__Fragmento de origen__:
++++

María del Carmen, quien se reintegró después a su oficina hoy es pensionada y no da su brazo a torcer hasta “encontrar justicia y reparación para todas las víctimas del DAS”.
Por su parte Maurico Alonso Calderón, diseñador gráfico de la oficina de construcciones, relató para esta página que cuando ocurrió la tragedia, se encontraba en el segundo piso en una reunión con cerca de cincuenta personas.
“Todos quedamos heridos, unos más graves que otros, sobre todo por el impacto de los vidrios y buscamos la calle por la única salida, la del sótano. Ese día murió mi compañera de viaje diario de la casa a la oficina, pues vivíamos muy cerca, Josefina Cuenca, lo que siempre me impactó profundamente”, señala.
Nunca podrá olvidar, también, cómo uno de sus colegas que recibió el impacto en el sexto piso terminó muerto en el primero arrojado por la onda explosiva. “A todos nos quedaron secuelas síquicas, que son de por vida y aunque no he demandado si pienso que el Estado está en mora en resarcir a las víctimas”, termina Alonso quien ahora trabaja en la Fiscalía tras el fin del DAS hace tres años.
Un cuarto de siglo después de la barbarie, los familiares de las setenta y dos víctimas mortales y todos los que sufrieron aquel 6 de diciembre, tratan de organizarse para reclamar un mínimo de justicia y reparación para que sobre todo, no haya olvido.

++++

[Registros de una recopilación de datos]

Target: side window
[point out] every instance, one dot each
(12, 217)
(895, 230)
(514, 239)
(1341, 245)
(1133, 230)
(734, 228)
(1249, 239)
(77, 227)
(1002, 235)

++++

__Tareas por realizar__:
1. Reescribe el texto sobre las víctimas del DAS desde "Por su parte" hasta "de cincuenta personas.", sustituyendo "diseñador gráfico" por "ilustrador".
2. Responde según el texto sobre las víctimas del DAS:
(a) ¿En qué piso se encontraba Mauricio Alonso Calderón cuando ocurrió la tragedia?
(b) ¿Cuántas víctimas mortales hubo?
(c) ¿Dónde trabaja ahora Alonso?

__Resultados por tarea__:
1.
Por su parte Maurico Alonso Calderón, ilustrador de la oficina de construcciones, relató para esta página que cuando ocurrió la tragedia, se encontraba en el segundo piso en una reunión con cerca de cincuenta personas.

2.
(a) En el segundo piso.
(b) Setenta y dos.
(c) En la Fiscalía.